- [Materials provided]:
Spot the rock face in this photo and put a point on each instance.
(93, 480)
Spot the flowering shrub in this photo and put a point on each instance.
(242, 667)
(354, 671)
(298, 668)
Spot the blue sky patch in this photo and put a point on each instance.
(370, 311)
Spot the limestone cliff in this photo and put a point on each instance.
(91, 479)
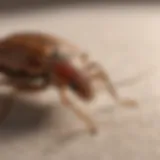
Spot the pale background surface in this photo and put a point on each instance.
(126, 41)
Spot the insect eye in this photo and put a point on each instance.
(73, 86)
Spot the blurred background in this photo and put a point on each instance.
(124, 37)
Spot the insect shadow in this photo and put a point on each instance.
(25, 118)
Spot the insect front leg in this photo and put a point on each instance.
(99, 74)
(7, 106)
(79, 113)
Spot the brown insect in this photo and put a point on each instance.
(33, 61)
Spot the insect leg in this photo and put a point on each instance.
(7, 106)
(85, 118)
(105, 79)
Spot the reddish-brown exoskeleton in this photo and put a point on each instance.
(26, 58)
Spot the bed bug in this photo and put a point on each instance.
(28, 57)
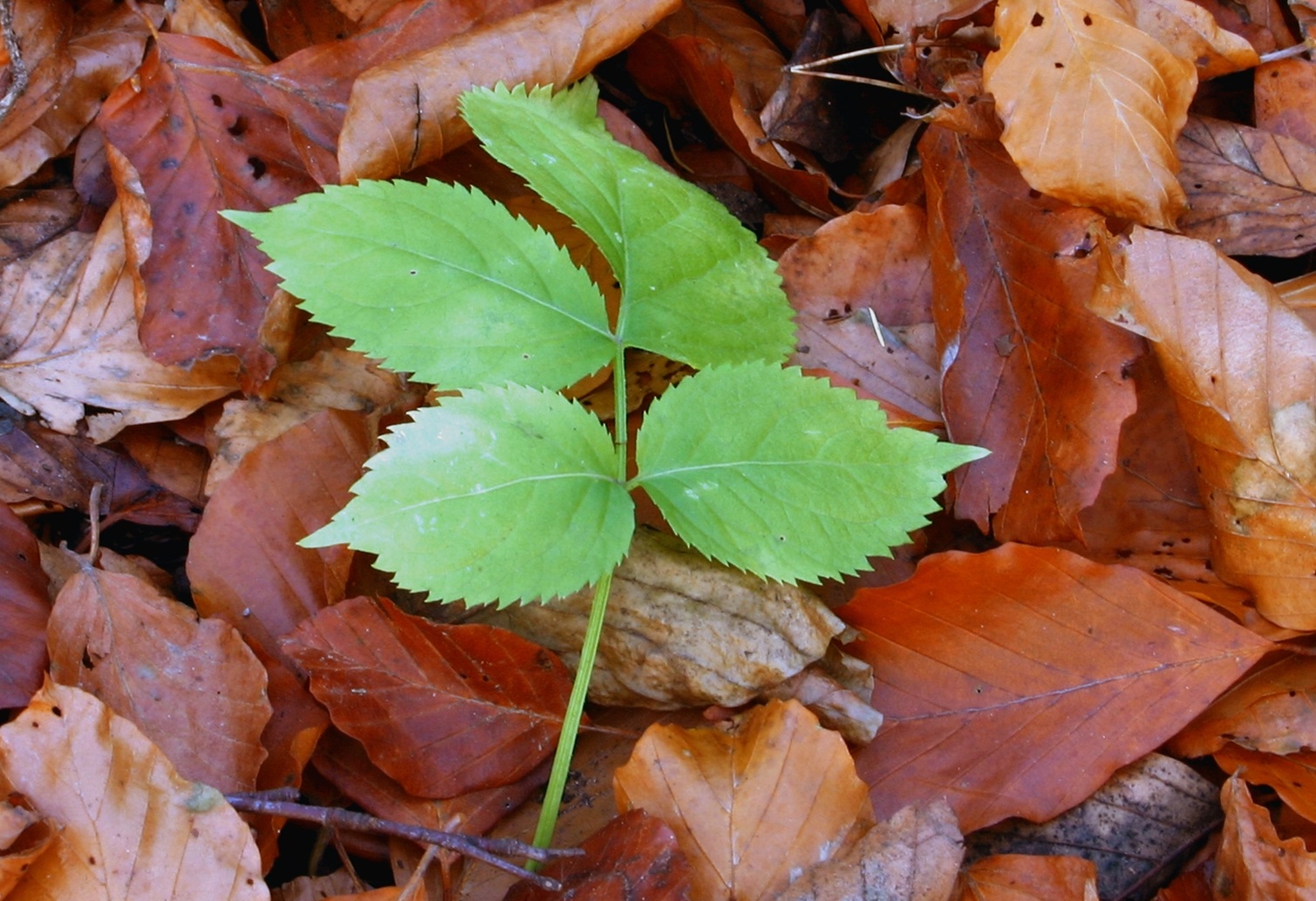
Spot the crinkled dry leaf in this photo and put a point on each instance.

- [Objective]: Copy the stretch of material from the line containing "Spot the reddish-brown" through the end of the material, requests included, scaling every point coordinate by 2.4 and rounding each result to a whole number, with halves rounded up. Leave the pictures out.

- [Finished task]:
Spot the reddish-brown exoskeleton in this photo and put a point on each instance.
(62, 139)
Spot the bed bug in this photo and put a point on each instance.
(67, 137)
Spot the crinkled dry leaf in this photo and put a point on each instance.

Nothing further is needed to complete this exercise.